Quando si diventa a propria volta adulti si può tendere a perpetrare questo modello, a farsi contenitore delle richieste e delle angosce altrui, oltreché dei bisogni fisici e psicologici. Nell'altro però può essere proiettato il nostro stesso bisogno, in noi non riconosciuto, negato e quindi scisso. L'illusione può renderci persone che "al di qua della barricata" si occupano di chi ha bisogno "al di là" dove chi è debole, fragile, malato o bisognoso di aiuto e di cure ci chiede qualcosa e dove noi ci sentiamo forti e in grado di dargliela.

Il non riconoscere però che anche noi possiamo essere individui estremamente bisognosi perché ciò può portarci a percepire anche la nostra fragilità e dipendenza arriva a farci sentire molto soli, nel tentativo di "curare" negli altri quello che non riconosciamo in noi stessi.

A questo punto però la richiesta di aiuto, il grido angosciante di chi non ammette deroghe ci risulta estraneo, pressante, persecutorio; sembra che una violenza invadente si appropri di noi non lasciando nemmeno lo spazio per pensare, per vivere i propri affetti, per elaborare i propri stati d'animo.

Il tentativo di attuare una difesa, di affermare che tutto questo dolore riguarda l'altro, malato o bisognoso di cure e d'attenzione ma non noi, può stare nel trasformarsi in esseri estranei a quanto stiamo vivendo, staccati dalla realtà emotiva vissuta come pericolosa. Il lavoro, allora, può essere svolto in modo automatico, a volte anche in maniera efficiente, purché la realtà emotiva non sia percepita, purché l'anestesia che ci procuriamo ci preservi da quegli stati d'animo che temiamo.

Questa posizione risulta essere, specialmente su tempi lunghi, estremamente limitante per l'individuo che la vive: essa porta a negare la percezione emotiva di buona parte delle esperienze che ci circondano, quindi a sentirci estranei, al di fuori del contatto con la realtà che si sta vivendo, quasi alienati.

Sembra una vita in cui sia difficile o impossibile apprendere dall'esperienza che pure stiamo vivendo: anche la nostra stessa facoltà di percepire stimoli emotivi diventa impoverita; la possibilità di imparare dagli altri sembra spegnersi ogni giorno di più, è "un morbo invisibile che può assumere le sembianze di una depressione invincibile ed è comunque difficile da curare".

• ISTRUZIONI:
Prosegui il brano sulla cura degli altri e sulla negazione dei propri bisogni, a partire dal punto in cui si interrompe. I record non hanno alcun rapporto con il brano.

• VOCI ELENCATE:
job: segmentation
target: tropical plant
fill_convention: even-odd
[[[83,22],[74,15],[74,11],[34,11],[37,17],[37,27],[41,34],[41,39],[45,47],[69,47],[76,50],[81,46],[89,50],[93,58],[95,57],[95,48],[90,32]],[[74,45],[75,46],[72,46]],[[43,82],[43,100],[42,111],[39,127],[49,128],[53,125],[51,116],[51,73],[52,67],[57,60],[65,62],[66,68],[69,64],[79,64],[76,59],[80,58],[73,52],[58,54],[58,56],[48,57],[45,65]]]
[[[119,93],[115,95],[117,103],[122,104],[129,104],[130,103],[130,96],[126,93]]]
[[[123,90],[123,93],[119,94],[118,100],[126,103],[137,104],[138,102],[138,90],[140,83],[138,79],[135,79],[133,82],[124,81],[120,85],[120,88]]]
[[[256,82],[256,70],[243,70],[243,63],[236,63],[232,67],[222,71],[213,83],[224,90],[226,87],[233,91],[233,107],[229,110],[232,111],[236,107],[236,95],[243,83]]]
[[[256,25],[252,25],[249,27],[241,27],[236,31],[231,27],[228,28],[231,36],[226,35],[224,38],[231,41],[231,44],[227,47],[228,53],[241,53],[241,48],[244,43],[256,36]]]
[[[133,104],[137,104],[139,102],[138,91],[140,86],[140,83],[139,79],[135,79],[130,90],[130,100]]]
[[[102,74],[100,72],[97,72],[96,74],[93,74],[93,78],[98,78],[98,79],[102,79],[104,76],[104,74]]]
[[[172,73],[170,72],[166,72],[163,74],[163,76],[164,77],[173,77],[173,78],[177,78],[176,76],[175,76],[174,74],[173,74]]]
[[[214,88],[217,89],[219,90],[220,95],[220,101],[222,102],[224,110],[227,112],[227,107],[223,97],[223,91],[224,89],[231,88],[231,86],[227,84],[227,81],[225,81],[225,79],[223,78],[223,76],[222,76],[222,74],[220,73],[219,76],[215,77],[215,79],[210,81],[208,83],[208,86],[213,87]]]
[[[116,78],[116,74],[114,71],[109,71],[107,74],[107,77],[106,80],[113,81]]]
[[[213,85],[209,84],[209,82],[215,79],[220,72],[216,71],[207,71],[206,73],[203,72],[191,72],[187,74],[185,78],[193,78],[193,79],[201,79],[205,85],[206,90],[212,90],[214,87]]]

• RISPOSTA ATTESA:
Allora la risposta può trasformarsi in efficienza sul lavoro, in fatica estrema ed estrema solitudine: l'onnipotenza di chi si occupava degli altri malati e bisognosi diventa impotenza, disperata rinuncia a cambiare qualcosa, senso di sconfitta.

Gli "utenti" con le loro richieste diventano portatori di istanze che sembrano annientarci; sconosciute e pericolose esse ci rimandano il limite, la finitezza che è propria di ogni essere umano ma anche la frustrazione di sentirci quasi paralizzati di fronte a certi eventi che sembrano ripetersi sempre uguali.

Nel tentativo di difenderci da tanta angoscia della quale possiamo non capire l'origine ma che ci viene chiesta di contenere possiamo, allora, scaricare sugli altri le amarezze e il malumore: e se il problema non viene curato, nel momento in cui l'individuo diventa "capo" riproduce sui sottoposti la sua tensione creando un ambiente di lavoro invivibile.

Diventa visibile in questi stati come l'individuo chieda agli altri di farsi carico al suo posto dell'ansia che prova: qualcuno che sia in grado di contenere la delusione e la rabbia vissuta e in questo modo limitare e dare un senso, pur illusorio, a ciò che così pesantemente si vive.

Ma quale può essere la risposta, quale il lavoro da fare per impedire di essere colpiti dal "morbo invisibile" del Burn Out? La risposta può forse trovarsi in una maggiore conoscenza di sé, dei propri bisogni ed emozioni al fine di comprendere che esse possono accomunare tutto il genere umano pur se a livelli quantitativi diversi.

Conoscendo ciò che ci contraddistingue nel profondo non saremo tentati di negarlo e di vederlo solo negli altri come qualcosa che può attaccare e distruggere la nostra individualità.